REQUIRED WORK
A word-for-word reproduction of the data below is needed, with no pictures in it.

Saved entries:
§ §

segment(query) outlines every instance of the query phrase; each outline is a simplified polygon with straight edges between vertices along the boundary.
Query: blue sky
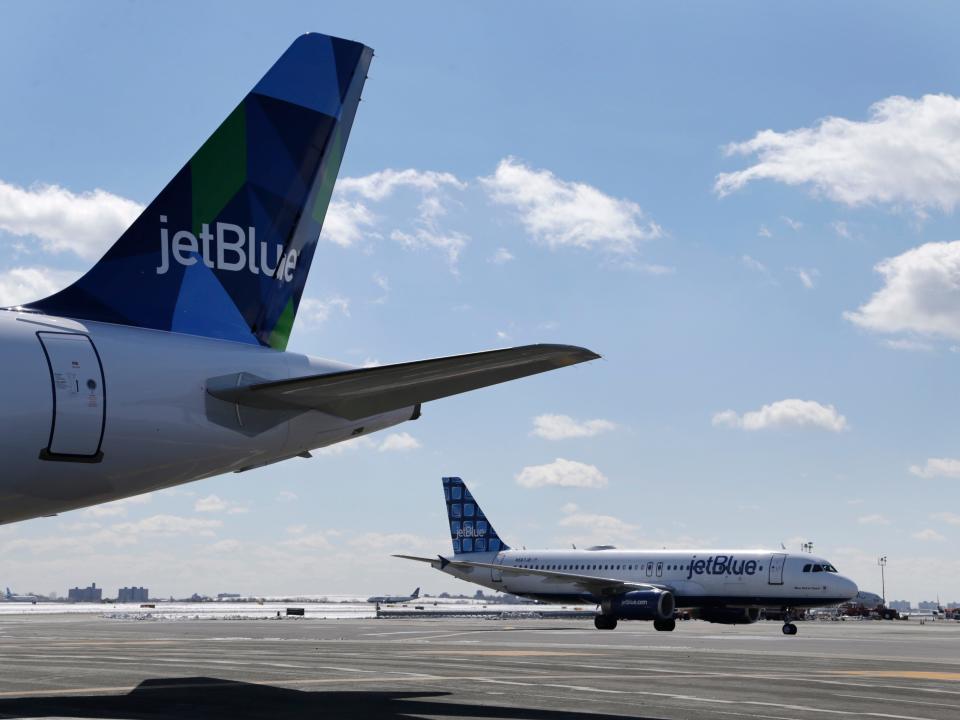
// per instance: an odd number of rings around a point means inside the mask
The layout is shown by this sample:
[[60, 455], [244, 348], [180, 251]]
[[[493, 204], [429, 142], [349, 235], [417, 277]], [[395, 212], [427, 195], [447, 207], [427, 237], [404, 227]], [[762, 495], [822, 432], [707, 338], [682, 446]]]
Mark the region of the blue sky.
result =
[[[448, 550], [459, 474], [515, 546], [812, 540], [865, 589], [886, 554], [889, 597], [960, 600], [956, 15], [8, 4], [4, 302], [86, 268], [315, 30], [376, 57], [289, 349], [604, 359], [427, 405], [386, 446], [2, 528], [4, 584], [467, 591], [388, 557]], [[82, 237], [46, 200], [92, 209]]]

§ §

TASK RESULT
segment(query) outlines every instance of the query phrase; each outline is a simplified polygon with straight edges between vertices along the boundary.
Query: blue sky
// per instance: an odd number of rings around a point means inside the mask
The layout is shown by this sample:
[[60, 455], [244, 348], [180, 251]]
[[[493, 204], [429, 142], [349, 235], [417, 277]], [[395, 212], [427, 195], [447, 207], [427, 237], [404, 227]], [[762, 495], [822, 432], [707, 338], [682, 446]]]
Mark the region of the blue sky.
result =
[[[448, 550], [459, 474], [515, 546], [812, 540], [865, 589], [886, 554], [889, 597], [960, 600], [956, 15], [8, 4], [4, 302], [86, 268], [315, 30], [376, 57], [289, 349], [604, 359], [427, 405], [386, 446], [2, 528], [4, 584], [467, 591], [388, 557]], [[82, 237], [46, 200], [92, 209]]]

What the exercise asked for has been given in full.